Items listed in a dataset:
•••••
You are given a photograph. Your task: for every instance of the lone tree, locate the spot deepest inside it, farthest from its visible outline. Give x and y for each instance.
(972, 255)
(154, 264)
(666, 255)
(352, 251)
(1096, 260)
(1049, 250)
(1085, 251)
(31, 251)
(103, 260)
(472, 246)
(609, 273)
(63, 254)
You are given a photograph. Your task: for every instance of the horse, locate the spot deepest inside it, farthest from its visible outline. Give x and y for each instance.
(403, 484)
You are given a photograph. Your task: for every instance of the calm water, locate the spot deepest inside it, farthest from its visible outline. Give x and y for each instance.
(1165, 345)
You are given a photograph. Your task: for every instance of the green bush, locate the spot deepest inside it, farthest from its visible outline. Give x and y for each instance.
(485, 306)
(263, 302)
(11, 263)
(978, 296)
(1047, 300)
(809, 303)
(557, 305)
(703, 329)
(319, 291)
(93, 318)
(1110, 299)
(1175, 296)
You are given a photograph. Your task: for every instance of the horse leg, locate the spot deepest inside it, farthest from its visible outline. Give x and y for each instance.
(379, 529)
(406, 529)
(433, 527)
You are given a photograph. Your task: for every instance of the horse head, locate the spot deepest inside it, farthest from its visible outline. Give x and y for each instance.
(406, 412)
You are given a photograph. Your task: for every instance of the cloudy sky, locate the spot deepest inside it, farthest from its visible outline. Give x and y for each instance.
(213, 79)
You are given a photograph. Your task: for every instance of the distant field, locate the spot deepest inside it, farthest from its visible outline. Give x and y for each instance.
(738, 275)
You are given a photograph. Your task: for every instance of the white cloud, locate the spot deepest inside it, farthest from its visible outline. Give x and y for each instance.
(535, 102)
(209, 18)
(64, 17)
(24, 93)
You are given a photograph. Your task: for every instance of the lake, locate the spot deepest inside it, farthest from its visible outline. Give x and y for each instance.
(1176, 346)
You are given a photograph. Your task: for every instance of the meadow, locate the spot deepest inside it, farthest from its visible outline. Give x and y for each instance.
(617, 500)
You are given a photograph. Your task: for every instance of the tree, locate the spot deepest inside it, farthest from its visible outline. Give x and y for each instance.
•••••
- **GIVEN EXERCISE**: Repeat all of the records above exactly as written.

- **PROBLEM SOLUTION**:
You are given a photograph. Your task: for every instance of the lone tree, locate the spot deepest inside it, farthest from its visible outline. Give x and y for each instance.
(972, 255)
(154, 264)
(666, 255)
(352, 251)
(1096, 260)
(1049, 250)
(1085, 251)
(31, 251)
(103, 260)
(472, 246)
(609, 273)
(63, 254)
You are given a photograph. Your task: for every instance of the horse, locate the spot deepest inside it, farthest from its visible outline. Give x and y for each instance.
(403, 484)
You are given a photograph. Your task: for every instance of the calm water, locate the spot deepest inside it, farthest from its visible outline. Give x and y for each instance.
(1165, 345)
You are given a photograph. Your task: for every instance of the green bush, locate the spot deepest inside it, farthest from its visible outline. Give x and y for each instance.
(485, 306)
(263, 302)
(11, 263)
(978, 296)
(1047, 300)
(809, 303)
(557, 305)
(703, 329)
(319, 291)
(93, 318)
(1110, 299)
(1175, 296)
You are given a photograph. Your task: for every instance of the horse leg, locate the spot deepest inside it, farthest from its visible outline. Give x and y for each instance.
(379, 529)
(406, 529)
(433, 527)
You are given a photograph. Your task: for every instance of the horse head, locate the spot deepest inside it, farthest from its visible outline. Give x and y for each instance.
(406, 412)
You are given a photograph. Your task: for every instance of the cloudy sky, locate the spot deepest inside it, farthest from its visible outline. Give x and y for each instance.
(213, 79)
You are given a photograph. Your task: for every instance of the distant field, locate the spot deepest inside it, farthest from its visible outline. Give x and y for each instance.
(738, 275)
You are given a photograph. Your task: for every instance of the white cloud, locate the spot deepest inside it, farthest from its visible outline. Give x and y for each instance.
(535, 102)
(209, 18)
(64, 17)
(24, 93)
You are given a photograph. Your task: for every instance of the lake, locate the spot deepest inside it, farthest from its visible outline. Give x and y for each instance.
(1176, 346)
You are given a photograph. Your task: for every instance of the meadow, locate the spot deepest inside it, farthest from its visible outline. Give x and y for each instance.
(617, 500)
You are given a photograph. Your task: for every instance of the tree, locate the spot deepest inside it, farthest from its visible outline. Give x and y for each instance.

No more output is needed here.